PASSAGEM SELECIONADA
--------------------------------------------------

Tendo em conta a factualidade que alegam, entendem as arguidas dever ser proferido despacho que as não pronuncie pelos crimes por que vêm acusadas.
4 - Diligências Efectuadas:
Não foi requerida a produção de prova, nem tal se mostrou necessário para as finalidades da presente fase processual.
A seu tempo e com observância das legais formalidades, procedeu-se à realização do Debate Instrutório, de acordo com a respectiva ata, no decorrer da qual o assistente requereu a produção de prova que foi indeferida.
5 - Pressupostos Processuais:
O Tribunal é o competente.
Vem o assistente deduzir acusação contra a arguida AA, imputando-lhe a prática de um crime de abuso de confiança, agravado, p. e p. pelo art.° 205°, n.° 4, al. a), do Código Penal.
De acordo com o disposto no n.° 3, do art.° 205° do Código Penal, o procedimento criminal pelo crime de abuso de confiança tem natureza semipública.
Atendendo à natureza semipública do crime em causa é o Ministério Público que tem legitimidade para acusar pela sua prática e, quando o não faz, tem o assistente a possibilidade de, nos termos do disposto no art.° 2870 do CPP, requerer a abertura de instrução.
O Ministério Público determinou o arquivamento do procedimento quanto ao crime de abuso de confiança - cf. fls. 215 e 216 - pelo que ao assistente, no caso de discordar daquele arquivamento, não restaria que requerer a abertura de instrução.
Nos termos acima referidos, por ilegitimidade do assistente, não admito a acusação deduzida pelo assistente contra a arguida AA, onde lhe imputa a prática de um crime de abuso de confiança agravado, p. e p. pelo art.° 205°, n.° 4, al. a) do Código Penal.
(…)
6 - Discussão e Apreciação:
(…)
Do que atrás se expendeu não pode, porém, concluir-se que a decisão de pronúncia, tal como a de acusar, possam ser proferidas de forma apressada ou precipitada. Com efeito, para a pronúncia, e não obstante não ser necessária a certeza da existência da infracção, os factos indiciários deverão ser suficientes e bastantes, por forma que, logicamente relacionados e conjugados, consubstanciem um todo persuasivo da culpabilidade do arguido, impondo um juízo de probabilidade no que respeita aos factos que lhe são imputados (cf. Acórdão da Relação de Coimbra de 31 de Março de 1993, C.3., Tomo II, pág. 66). E como bem entendeu o já citado Acórdão da Relação de Lisboa, "(...) sujeitar alguém, seja quem for, a um julgamento, pode acarretar para além do natural incómodo, um vexame e até um estigma de ignomínia, porventura até injustificável, mas que será difícil de arredar da mente das outras pessoas".

--------------------------------------------------

OBJETIVO 1
Segundo o despacho, que natureza tem o procedimento criminal pelo crime de abuso de confiança?
OBJETIVO 2
Prossiga o texto do despacho a partir do ponto em que termina.

EXCERTOS DE DADOS

--------------------------------------------------

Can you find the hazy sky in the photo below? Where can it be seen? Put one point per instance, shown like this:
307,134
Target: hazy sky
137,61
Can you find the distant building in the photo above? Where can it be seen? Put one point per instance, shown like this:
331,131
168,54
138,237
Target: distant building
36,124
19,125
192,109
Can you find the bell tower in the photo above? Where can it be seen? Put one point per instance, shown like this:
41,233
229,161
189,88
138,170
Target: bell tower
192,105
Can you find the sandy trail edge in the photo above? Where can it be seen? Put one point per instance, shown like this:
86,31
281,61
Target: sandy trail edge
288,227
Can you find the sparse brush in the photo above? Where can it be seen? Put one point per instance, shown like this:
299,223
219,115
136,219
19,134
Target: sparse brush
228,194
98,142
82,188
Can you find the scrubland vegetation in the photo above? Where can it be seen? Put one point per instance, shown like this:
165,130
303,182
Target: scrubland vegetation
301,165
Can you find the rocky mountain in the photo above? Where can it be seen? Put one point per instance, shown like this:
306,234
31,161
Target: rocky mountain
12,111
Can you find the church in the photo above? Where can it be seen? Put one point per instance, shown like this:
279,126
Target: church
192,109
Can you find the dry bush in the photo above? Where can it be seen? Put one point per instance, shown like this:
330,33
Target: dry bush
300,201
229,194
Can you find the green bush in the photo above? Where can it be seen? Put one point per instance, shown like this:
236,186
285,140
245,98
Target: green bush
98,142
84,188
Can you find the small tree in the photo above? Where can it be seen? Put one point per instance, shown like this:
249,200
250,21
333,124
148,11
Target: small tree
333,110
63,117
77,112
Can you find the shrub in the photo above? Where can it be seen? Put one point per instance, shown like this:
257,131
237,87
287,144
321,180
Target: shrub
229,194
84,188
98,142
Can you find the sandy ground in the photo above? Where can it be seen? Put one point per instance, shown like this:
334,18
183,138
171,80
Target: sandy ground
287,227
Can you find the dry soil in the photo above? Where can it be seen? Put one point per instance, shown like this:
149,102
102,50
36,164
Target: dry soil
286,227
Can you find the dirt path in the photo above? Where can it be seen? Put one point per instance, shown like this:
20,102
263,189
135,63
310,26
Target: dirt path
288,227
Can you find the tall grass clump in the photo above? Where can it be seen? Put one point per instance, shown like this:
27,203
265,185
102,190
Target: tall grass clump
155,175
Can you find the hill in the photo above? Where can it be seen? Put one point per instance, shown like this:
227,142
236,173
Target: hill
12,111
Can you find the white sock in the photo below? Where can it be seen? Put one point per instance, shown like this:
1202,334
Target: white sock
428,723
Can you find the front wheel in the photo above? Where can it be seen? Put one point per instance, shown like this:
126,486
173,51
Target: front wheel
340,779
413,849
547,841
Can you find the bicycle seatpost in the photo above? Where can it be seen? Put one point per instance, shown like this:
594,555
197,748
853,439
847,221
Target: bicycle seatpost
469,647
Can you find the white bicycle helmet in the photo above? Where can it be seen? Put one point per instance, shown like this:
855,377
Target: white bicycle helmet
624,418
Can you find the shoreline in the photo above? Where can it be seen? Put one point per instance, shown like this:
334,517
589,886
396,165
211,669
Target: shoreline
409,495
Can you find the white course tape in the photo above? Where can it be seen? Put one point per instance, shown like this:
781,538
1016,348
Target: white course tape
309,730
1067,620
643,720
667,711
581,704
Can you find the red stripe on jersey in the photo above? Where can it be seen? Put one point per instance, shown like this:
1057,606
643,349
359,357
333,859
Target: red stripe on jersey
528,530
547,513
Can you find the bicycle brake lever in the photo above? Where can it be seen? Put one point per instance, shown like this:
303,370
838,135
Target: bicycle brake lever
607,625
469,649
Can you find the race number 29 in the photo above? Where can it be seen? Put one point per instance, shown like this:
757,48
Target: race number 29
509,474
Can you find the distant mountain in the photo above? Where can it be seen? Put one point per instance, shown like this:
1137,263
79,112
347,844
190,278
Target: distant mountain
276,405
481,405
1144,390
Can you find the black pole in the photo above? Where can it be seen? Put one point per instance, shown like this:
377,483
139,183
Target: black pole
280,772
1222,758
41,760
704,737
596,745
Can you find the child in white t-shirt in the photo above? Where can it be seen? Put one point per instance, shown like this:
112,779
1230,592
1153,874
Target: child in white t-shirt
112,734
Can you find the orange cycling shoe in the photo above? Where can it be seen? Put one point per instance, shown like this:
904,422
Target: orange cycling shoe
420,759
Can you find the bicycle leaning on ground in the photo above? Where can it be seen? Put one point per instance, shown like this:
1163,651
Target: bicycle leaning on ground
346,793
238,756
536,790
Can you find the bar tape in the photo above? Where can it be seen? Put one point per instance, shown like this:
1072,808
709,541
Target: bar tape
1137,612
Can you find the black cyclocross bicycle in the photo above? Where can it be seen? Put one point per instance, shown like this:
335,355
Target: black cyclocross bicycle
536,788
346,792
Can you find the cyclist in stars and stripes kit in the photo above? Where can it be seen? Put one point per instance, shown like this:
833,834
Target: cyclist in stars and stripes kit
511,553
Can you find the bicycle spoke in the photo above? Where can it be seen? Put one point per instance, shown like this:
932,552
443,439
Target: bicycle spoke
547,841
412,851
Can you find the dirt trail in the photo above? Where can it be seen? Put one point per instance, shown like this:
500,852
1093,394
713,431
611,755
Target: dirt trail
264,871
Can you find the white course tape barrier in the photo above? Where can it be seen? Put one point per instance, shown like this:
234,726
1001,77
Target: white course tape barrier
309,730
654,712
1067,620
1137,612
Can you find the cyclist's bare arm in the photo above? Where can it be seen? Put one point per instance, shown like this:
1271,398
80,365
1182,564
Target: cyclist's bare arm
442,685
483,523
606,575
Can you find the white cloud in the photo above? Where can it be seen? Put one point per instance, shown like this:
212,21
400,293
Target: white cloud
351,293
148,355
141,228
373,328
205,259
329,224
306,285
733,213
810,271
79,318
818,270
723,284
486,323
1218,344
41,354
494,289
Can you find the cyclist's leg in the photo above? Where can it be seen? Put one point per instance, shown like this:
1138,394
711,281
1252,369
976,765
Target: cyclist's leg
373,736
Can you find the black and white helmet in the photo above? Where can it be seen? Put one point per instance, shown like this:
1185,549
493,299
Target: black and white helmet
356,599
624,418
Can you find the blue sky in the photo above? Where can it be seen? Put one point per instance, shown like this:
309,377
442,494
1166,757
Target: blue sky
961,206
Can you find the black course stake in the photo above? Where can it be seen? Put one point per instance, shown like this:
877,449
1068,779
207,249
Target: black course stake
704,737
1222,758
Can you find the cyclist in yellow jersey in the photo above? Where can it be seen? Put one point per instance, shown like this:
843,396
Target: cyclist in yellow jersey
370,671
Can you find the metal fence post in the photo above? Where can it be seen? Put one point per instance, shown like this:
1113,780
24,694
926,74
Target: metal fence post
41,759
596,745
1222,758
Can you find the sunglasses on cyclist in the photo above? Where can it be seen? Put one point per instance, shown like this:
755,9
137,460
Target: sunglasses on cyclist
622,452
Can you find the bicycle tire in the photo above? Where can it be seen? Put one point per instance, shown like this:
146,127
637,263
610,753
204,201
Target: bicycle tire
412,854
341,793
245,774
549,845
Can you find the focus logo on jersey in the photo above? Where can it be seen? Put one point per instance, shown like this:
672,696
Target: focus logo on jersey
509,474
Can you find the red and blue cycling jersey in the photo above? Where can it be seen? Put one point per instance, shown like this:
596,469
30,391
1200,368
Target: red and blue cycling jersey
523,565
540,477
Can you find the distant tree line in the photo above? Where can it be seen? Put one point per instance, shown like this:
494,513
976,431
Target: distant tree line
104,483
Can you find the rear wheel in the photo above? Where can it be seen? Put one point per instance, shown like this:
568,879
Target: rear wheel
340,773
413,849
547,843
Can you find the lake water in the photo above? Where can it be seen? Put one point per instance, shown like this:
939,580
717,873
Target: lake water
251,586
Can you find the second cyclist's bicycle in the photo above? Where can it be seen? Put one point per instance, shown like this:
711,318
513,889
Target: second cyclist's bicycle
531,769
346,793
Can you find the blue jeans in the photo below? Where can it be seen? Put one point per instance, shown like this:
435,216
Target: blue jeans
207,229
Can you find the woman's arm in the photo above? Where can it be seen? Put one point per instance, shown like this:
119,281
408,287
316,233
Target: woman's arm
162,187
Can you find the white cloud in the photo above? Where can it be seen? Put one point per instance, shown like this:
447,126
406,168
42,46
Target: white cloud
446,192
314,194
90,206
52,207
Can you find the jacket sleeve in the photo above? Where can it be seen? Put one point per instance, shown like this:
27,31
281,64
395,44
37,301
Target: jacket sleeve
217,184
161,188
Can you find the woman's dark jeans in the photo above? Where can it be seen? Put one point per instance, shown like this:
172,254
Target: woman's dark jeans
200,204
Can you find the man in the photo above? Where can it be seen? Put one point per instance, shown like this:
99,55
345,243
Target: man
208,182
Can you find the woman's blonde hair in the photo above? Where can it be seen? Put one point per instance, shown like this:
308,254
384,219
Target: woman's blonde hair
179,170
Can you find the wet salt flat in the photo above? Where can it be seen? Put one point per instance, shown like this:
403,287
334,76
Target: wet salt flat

--------------------------------------------------

RESPOSTA 1
Tem natureza semipública, de acordo com o n.° 3 do art.° 205° do Código Penal.

RESPOSTA 2
Na mente do julgador "(...) deverá estar sempre presente a defesa da dignidade da pessoa humana, nomeadamente a necessidade de protecção contra intromissões abusivas na sua esfera de direitos, mormente os salvaguardados na Declaração Universal dos Direitos do Homem e que entre nós se revestem de dignidade constitucional (...)" (cf. Acórdão da Relação do Porto de 20 de Outubro de 1993, C.J., Tomo IV, pág. 261).
Tecidas as considerações que se reputam úteis à decisão a proferir, importa, agora, e face às diligências efectuadas nas fases preliminares do presente processo, aquilatar da prolação de despacho pronunciando, ou não, as arguidas, pela prática dos factos que lhes são imputados, in casu, na acusação particular.
Tendo em conta o que acima se deixou dito, resta apreciar a prática, pelas arguidas AA e BB, em co-autoria material e na forma consumada, de um crime de difamação, com publicidade e calúnia, p. e p. pelos artigos 180°, n.° 1 e 183.º, n.° 1, als. a) e b), ambos do Código Penal.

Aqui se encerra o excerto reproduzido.